__TO BE DONE__
1. In the passage on Hemingway below, which magazine first published the story One Trip Across?
2. Write a continuation of the passage on Hemingway below, starting right after its final sentence.

__PASSAGE PROVIDED__
For his new novel, Hemingway decided to amalgamate two previously published short stories about a hard-done-by jobbing boat owner — One Trip Across, which had appeared in Cosmopolitan, and The Tradesman’s Return, which appeared in Esquire. To conclude the novel, he planned to add a longer novella.

A cynic might suggest that proceeding like that rather than producing original work suggested Hemingway was out of ideas. If he was, that, too, would have weighed on his mind and would not have lightened the dark mood that continued to plague him.

As usual in the autumn (and when the hurricane season precluded deep-sea fishing) in 1936 Hemingway and his family travelled from Key West to spend several months on the L Bar T dude ranch near the Montana and Wyoming border.

There he worked on his new novel in the morning and made good progress, but his depression did no lift. Tommy Shevlin, a young, wealthy fishing friend Hemingway had first met in Bimini and who had been invited to join the Hemingways at the L Bar T, later remembered of his time at the ranch
It’s extraordinary the number of times [Hemingway] mentioned suicide.
Michael Reynolds writes
For a thirty-seven-year-old man at the height of his physical and mental powers, Hemingway was inordinately drawn to the contemplation of his own demise
He says that
he had written Pauline’s mother that the Pfeiffer bloodline was what his children needed ‘to try to breed some of the suicide streak’ out of them.
At about the same time Hemingway told his friend Archibald MacLeish
Me I like life very much. So much it will be a big disgust when I have to shoot myself.
His talk of a family ‘suicide streak’ is rather lurid, but arguably there was one: Hemingway’s father, Ed, killed himself in 1928, Hemingway blew his head of in 1961, his sister Ursula took her life five years after Hemingway’s death, his brother Leicester killed himself 15 years later and his granddaughter Margaux taking a barbiturate overdose in 1996.

. . .

Hemingway’s planned to write a complex, multi-layered novel incorporating his main theme contrasting the lives of the ‘rich haves’ and the ‘poor have-nots’ as well as examining how revolutions come about.

__ENTRIES SUPPLIED__
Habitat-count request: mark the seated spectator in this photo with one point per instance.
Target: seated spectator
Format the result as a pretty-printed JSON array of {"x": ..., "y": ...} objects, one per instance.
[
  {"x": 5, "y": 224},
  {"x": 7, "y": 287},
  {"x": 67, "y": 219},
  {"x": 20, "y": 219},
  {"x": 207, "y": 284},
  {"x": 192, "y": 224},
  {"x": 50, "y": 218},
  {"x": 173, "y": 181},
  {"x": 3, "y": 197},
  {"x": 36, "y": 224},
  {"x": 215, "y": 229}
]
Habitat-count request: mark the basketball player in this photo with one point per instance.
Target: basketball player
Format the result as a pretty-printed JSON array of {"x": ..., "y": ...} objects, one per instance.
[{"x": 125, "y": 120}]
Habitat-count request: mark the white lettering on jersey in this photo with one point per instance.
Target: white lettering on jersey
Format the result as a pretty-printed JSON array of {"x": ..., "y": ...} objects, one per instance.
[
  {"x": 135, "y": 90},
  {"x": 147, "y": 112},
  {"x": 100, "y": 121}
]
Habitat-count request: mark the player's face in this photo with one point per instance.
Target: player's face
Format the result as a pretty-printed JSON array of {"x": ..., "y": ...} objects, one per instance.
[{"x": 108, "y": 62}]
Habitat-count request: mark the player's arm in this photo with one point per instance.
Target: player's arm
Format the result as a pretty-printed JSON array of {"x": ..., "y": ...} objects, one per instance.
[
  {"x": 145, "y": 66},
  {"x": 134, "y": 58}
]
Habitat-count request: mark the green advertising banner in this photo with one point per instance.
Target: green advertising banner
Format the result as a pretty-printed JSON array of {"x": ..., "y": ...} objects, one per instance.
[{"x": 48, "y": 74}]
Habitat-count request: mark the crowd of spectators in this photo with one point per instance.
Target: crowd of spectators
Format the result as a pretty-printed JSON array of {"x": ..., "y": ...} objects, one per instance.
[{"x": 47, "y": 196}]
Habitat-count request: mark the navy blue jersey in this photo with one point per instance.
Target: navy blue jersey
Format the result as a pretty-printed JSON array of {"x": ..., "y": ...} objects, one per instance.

__ANSWERS TO EACH TASK__
1. Cosmopolitan.

2.
Although his new work was intended to satisfy the demands from the literary left for a ‘politically engaged’ novel, once it was published in October 1937, many were bemused by the values of its hero.

The ‘have-not’ Harry Morgan was a man who stressed individuality and self-reliance — standard Hemingway themes — so how might he be thought to celebrate the idea of a community working together for the common good — a standard left-of-centre theme? It didn’t add up.

Nor did it help that Morgan turned to crime and then became a cold-blooded murderer. Had Morgan, arguably, been forced to go outside the law by economic circumstance — a rich man, a ‘have’, does not pay Morgan what he is owed — the left might have been assuaged.

But Hemingway’s ‘hero’ then murders a man in cold blood and abandons a boatload of would-be immigrants without a second thought. Such a man was not the paradigm of enlightened, brotherly and socialist behaviour the literary left hoped Hemingway would champion.

Such political quibbles aside, the novel was also deemed to be a mess. The various plots and sub-plots Hemingway planned to include but then abandoned, the shifts in narrative viewpoint (from first to third person, then back to first person), the often melodramatic descriptions and an overall narrative patchiness of a work almost arbitrarily shackled together added to confusion and did not win over the critics. Biographers claim the novel also served to settle scores.

One unpleasant character, the rich ‘have’ Helène Bradley, is believed to be intended to discredit Hemingway’s former lover, Jane Mason (whose supposed alter ego Margot Macomber he described as ‘an all-American bitch’).

Another less than admirable character, the left-wing, drunk, despised, cuckolded and impotent novelist Richard Gordon is thought to be an attack on Hemingway’s — by now nominal — ‘close friend’ John Dos Passos.

Dos Passos and his wife Katy had, independently, both known Hemingway before he became the very well-known ‘Papa’ Hemingway, and they were more than inclined to tease him about his airs and graces. Biographer Carlos Baker reports
As old and easygoing friends Dos and Katy did their best to keep him “kidded down to size”. In their eyes he had become a shade to conspicuously ‘the famous author the great sports-fisherman, the mighty African hunter’.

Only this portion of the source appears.